● What you should do: Drop the pictures, then extract the listing word for word.

[Dataset excerpts on object pointing]

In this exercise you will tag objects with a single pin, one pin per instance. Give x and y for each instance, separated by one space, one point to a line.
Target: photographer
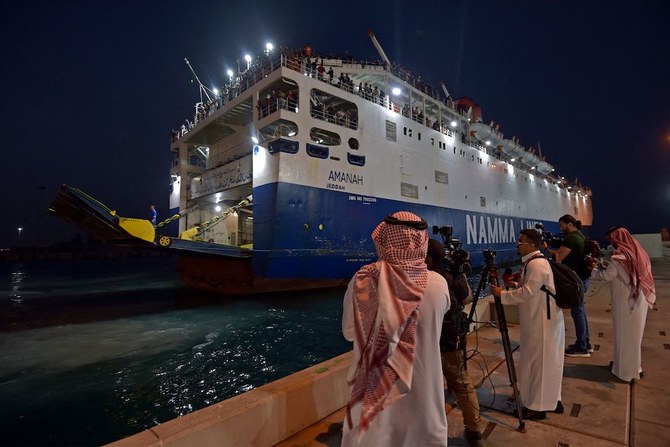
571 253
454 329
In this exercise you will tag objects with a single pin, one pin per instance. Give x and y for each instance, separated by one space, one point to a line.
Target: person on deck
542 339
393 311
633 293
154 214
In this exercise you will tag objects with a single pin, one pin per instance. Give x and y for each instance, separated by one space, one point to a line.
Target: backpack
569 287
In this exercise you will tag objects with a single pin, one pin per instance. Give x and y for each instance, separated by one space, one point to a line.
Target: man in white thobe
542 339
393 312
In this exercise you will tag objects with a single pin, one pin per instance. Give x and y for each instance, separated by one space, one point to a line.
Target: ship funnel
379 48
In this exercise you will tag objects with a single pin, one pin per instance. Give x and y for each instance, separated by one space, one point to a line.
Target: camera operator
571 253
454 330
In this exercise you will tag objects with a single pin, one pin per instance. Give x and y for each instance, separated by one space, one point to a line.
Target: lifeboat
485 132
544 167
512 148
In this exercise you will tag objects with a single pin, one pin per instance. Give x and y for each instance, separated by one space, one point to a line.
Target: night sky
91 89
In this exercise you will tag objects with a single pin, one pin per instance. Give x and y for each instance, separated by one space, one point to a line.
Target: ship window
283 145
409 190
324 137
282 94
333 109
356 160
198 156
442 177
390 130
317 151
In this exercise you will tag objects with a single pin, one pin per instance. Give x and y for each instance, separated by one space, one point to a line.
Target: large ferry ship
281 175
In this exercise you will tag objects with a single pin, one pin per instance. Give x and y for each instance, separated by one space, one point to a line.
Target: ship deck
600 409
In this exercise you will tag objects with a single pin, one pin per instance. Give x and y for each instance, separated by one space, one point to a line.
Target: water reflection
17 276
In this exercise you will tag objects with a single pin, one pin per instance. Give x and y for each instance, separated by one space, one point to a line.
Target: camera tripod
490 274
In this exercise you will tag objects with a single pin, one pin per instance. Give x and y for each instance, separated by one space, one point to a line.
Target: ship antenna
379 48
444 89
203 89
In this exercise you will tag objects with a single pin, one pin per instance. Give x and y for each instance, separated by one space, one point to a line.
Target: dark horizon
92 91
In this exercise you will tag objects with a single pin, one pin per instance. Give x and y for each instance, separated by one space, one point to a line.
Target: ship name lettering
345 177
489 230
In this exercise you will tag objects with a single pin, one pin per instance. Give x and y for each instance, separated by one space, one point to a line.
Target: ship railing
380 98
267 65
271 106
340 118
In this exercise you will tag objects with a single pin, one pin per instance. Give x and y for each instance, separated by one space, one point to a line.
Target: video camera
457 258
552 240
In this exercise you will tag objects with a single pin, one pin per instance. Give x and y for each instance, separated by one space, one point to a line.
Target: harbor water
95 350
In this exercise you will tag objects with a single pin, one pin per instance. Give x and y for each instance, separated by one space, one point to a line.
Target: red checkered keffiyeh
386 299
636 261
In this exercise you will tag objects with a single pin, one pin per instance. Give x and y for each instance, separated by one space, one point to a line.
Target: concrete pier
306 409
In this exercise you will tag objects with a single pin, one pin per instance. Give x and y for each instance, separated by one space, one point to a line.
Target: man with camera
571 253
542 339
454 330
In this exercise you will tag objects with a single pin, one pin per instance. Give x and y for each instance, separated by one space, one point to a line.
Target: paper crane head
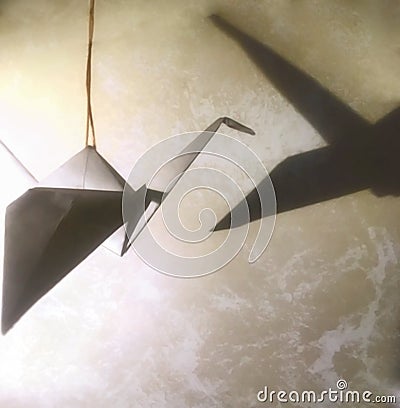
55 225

● Solved problem:
In this exercise you will tag objects with a single pin, one pin per instance. Give x and y for each instance, separated by one space, one point to a line.
Target: photographer
571 253
454 329
In this exercise you will tag objects with a single pin, one pin per instance. Give x and y for each instance, separated by one space, one point to a line.
Target: person on deck
542 339
393 311
633 293
154 214
In this exercise you will tag objects with a single pin, one pin per instance. Give x and y for each instance, separated by one space, one point to a line.
Target: backpack
569 287
In this exercise you will tag objects with a single pin, one pin per instance. Give x and y for each instance, separated by one space, one point to a line.
Target: man in white thobe
542 339
393 312
In this exercise you will tag objects with a single pin, one pin per instance. Give x and y for each instance, separated by one space, one point to a line.
Target: ship funnel
379 48
In this exercise you will tag objects with a single pin, one pin per instance. Give x and y for each instance, separated by one space, one point to a line.
Target: camera operator
571 253
454 330
In this exercise you will tag objects with a single pin, one pin per instance. Give x and y for each instance, separated by one space, one point to a line.
Target: lifeboat
485 132
544 167
512 148
In this exercise you will tag objects with a single pin, one pin per instance. Give x and y for each instance, separated by one space, one point to a line.
Target: night sky
91 89
In this exercise you will tag objects with a single pin, one pin per instance. Give x and y for each instance, separated by one space, one point to a line.
Target: ship window
283 145
409 190
324 137
282 94
333 109
356 160
198 156
442 177
390 130
317 151
In this exercise you will tag objects with a single pin, one pin per instance. Give x and y for each instance, separated by one space, one point to a line.
Target: large ferry ship
281 175
In this exercise you will tag objects with a single pin, one pin per instance. Give x and y for each instance, separated by one space, one point to a line.
Target: ship deck
600 409
In this exercise you will tag objects with a single pin, one pin per instance. Give x and y for each instance, separated by one space, one point to a line.
Target: water reflection
17 276
In this exercise you will tag objects with a single pin, one pin per instance. Give x and y for each instance, separated by one space, one point to a line.
Target: camera tripod
490 274
In this exercise you will tag objects with a single pin, one pin per instance. Give x and y for each instance, separated by one space, one point to a line.
Target: ship antenna
379 48
444 89
203 89
In this exercise you will tag objects with a single pin, one pin per instance. Give x and y for each instance, separated by one space, one point to a line.
Target: dark horizon
92 91
In this exercise you will tag objects with a single pin, one pin per instance. Give x and y for each instance, separated by one space, one point to a line.
Target: ship name lettering
345 177
489 230
In this exercise you will tag objects with a single pin, one pin per instance. Give x and y for each instance, separated by one space, one point to a line.
Target: ship railing
380 98
267 65
271 106
340 118
In this exercise you will tag objects with a single pin, one pin per instance. Give x and y for each instance, separated by one space, one point to a line.
Target: video camera
457 258
552 240
In this exercise you will tag objects with a single pin, one pin per instance. Give x and y for each instance, separated by one space, one point to a line.
Target: harbor water
95 350
In this exercise you will tag objects with a single pin, one pin per instance. Give x and y for each instance, separated by one space, one point to a line.
Target: red checkered keffiyeh
386 299
636 261
In this exercise you will tag objects with a single pin, one pin per instance. Give x and y for each instance, separated by one space, one point to a line.
Target: concrete pier
306 409
In this exercise you will tag objects with a single pin, one pin per instance. Give x and y for each instance, separated by one space, one point to a line.
Target: man with camera
571 253
542 339
454 330
In this exercise you will tag objects with a single pin, one pin per instance. Give x and y for each instance, separated by one space, one point to a line.
Target: paper crane head
55 225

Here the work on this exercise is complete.